Point localization data
____________

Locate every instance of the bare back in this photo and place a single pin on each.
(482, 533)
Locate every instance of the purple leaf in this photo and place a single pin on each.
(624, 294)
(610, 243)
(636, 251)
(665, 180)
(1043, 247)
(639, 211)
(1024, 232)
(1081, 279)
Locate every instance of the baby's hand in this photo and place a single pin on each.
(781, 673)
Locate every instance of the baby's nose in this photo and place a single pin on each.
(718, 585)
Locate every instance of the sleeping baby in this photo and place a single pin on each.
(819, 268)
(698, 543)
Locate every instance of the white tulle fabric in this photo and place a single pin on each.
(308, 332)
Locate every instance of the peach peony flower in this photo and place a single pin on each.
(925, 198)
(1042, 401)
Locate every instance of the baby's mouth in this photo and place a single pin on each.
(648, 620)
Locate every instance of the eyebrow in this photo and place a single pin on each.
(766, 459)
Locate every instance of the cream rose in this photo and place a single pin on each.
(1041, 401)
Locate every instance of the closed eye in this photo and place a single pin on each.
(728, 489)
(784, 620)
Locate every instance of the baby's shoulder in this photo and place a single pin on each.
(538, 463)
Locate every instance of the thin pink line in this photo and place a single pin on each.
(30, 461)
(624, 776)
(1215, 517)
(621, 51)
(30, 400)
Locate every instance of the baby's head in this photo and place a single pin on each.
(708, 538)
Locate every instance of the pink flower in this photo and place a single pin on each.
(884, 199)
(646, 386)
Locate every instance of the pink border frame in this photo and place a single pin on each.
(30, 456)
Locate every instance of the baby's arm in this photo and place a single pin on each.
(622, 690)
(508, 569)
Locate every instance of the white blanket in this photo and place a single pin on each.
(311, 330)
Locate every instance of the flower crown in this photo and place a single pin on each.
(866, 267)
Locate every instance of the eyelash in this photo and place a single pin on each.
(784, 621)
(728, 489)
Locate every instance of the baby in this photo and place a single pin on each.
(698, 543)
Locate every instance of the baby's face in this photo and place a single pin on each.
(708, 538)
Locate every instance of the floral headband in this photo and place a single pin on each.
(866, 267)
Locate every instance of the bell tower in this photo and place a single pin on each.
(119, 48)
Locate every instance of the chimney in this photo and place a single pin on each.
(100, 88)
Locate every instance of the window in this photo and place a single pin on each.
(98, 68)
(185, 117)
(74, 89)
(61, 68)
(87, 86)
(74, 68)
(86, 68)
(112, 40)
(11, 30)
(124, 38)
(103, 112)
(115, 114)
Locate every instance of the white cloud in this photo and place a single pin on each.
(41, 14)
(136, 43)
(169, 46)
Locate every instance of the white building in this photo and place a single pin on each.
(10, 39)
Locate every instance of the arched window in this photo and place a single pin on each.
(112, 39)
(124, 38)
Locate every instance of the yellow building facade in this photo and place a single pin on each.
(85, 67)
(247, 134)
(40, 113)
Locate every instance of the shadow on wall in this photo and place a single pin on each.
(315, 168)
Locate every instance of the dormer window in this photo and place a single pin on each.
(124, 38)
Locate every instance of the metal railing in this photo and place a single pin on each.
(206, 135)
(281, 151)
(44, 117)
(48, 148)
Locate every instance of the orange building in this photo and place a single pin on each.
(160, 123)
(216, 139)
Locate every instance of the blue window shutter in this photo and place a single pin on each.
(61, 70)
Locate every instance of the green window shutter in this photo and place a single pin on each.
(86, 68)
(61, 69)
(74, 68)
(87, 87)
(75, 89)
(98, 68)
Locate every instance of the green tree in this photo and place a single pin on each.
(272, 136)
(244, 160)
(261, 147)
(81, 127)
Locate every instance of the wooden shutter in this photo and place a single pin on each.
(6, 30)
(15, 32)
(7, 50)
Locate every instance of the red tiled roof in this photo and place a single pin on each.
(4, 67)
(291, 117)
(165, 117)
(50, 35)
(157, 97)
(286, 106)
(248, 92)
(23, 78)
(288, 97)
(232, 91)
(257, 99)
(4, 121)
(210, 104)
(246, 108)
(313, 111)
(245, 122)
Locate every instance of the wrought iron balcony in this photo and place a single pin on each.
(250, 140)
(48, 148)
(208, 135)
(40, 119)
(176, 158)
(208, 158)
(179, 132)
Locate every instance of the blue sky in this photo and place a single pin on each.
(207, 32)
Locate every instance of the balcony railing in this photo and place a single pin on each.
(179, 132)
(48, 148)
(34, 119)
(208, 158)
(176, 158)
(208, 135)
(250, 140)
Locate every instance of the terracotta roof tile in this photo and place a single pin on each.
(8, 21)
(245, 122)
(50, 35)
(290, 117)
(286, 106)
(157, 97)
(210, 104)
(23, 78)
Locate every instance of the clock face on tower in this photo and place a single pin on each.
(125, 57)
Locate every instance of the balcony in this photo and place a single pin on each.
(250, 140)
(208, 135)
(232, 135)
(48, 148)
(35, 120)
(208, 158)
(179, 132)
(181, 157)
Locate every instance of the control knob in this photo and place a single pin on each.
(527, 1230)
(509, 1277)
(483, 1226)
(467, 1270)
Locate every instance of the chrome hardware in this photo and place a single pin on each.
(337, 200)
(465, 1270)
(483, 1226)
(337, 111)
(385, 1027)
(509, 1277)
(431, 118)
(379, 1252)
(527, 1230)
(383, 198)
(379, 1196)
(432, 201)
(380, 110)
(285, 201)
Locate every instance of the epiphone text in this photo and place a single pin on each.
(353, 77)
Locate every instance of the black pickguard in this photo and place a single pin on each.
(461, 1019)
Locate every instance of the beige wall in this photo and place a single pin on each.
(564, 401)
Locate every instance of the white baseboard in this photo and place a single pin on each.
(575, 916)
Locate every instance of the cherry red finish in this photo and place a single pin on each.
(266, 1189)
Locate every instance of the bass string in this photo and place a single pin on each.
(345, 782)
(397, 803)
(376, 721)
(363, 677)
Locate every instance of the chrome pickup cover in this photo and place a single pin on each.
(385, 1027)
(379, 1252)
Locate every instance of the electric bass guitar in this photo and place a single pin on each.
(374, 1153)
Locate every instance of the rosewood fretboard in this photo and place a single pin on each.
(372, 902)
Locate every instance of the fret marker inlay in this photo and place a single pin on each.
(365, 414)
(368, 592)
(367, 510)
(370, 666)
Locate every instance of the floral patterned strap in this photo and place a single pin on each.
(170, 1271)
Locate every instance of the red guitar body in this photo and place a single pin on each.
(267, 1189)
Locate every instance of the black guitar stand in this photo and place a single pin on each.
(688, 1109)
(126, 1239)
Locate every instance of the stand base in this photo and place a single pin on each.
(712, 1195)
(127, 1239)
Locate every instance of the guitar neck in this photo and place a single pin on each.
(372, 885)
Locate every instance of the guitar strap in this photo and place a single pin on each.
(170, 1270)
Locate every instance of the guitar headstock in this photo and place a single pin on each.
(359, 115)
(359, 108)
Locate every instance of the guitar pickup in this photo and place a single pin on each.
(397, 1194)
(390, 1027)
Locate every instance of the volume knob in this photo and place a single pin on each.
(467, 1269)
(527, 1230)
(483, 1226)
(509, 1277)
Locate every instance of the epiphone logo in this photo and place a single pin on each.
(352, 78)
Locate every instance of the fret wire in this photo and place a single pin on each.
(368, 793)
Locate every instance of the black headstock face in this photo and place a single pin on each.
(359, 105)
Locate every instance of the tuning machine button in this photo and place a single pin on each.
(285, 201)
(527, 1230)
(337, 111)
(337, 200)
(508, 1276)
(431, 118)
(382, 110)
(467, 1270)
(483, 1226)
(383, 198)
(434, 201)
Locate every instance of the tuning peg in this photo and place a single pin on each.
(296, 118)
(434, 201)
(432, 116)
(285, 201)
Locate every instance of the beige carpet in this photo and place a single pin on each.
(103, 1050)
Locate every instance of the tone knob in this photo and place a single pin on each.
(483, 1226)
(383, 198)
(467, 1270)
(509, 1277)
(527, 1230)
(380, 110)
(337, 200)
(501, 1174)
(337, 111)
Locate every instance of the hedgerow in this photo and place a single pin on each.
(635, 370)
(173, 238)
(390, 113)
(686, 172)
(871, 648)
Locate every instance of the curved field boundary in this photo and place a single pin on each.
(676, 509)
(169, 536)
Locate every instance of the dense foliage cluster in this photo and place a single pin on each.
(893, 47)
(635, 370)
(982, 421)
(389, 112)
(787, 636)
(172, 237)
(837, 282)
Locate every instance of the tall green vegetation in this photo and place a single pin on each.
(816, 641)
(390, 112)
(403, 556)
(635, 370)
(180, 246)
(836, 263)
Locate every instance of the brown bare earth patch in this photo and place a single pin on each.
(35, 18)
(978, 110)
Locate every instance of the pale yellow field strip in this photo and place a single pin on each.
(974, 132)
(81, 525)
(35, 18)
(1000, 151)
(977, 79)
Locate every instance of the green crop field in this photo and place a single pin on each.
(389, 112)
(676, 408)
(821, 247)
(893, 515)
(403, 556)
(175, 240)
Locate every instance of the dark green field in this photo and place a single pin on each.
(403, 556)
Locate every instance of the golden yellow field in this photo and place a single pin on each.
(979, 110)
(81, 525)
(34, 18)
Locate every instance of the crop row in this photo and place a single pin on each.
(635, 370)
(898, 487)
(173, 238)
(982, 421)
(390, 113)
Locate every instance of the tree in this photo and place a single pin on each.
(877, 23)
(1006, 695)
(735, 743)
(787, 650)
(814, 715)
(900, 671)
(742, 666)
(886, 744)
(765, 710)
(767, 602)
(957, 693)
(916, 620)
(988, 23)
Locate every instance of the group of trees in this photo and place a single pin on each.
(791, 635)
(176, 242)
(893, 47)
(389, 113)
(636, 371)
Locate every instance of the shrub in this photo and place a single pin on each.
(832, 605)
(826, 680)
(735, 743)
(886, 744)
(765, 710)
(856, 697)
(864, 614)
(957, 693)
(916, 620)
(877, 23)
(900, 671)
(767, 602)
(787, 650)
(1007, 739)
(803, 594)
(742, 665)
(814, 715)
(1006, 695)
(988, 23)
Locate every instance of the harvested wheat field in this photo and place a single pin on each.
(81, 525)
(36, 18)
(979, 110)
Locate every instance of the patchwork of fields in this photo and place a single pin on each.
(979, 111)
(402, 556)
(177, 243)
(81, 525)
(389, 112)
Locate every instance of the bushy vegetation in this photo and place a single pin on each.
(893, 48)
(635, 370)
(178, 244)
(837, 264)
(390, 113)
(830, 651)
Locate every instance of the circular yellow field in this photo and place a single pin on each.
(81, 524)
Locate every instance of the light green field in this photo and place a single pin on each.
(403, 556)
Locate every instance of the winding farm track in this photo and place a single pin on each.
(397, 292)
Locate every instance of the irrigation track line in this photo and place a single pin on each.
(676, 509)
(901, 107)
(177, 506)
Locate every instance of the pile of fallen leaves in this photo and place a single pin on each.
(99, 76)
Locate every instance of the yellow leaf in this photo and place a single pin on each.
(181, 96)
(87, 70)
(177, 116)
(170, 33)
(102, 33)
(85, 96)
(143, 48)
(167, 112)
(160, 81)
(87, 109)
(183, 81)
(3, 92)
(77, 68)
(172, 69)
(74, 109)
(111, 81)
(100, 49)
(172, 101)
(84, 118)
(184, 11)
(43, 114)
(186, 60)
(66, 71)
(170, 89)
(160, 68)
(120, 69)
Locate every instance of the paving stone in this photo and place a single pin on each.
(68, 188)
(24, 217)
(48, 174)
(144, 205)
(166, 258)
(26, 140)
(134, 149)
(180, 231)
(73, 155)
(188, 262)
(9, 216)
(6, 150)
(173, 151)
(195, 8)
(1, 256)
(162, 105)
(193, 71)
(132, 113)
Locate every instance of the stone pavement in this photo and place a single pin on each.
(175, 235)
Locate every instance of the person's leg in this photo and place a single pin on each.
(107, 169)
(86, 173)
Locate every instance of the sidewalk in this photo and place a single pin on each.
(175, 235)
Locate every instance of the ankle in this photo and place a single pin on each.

____________

■ **Directions for this task**:
Having located the line containing "Locate every instance of the stone", set it down along with every line after it through the end of the data, reproducing each exactly.

■ **Exercise answer**:
Locate every instance of the stone pavement in this photo and place a single pin on each.
(175, 235)
Locate every instance of the person's leg in this photo and place a single pin on each.
(107, 169)
(86, 173)
Locate every instance of the sidewalk in this photo and place a single pin on each.
(175, 235)
Locate every instance of the ankle in this photo and place a single pin on each.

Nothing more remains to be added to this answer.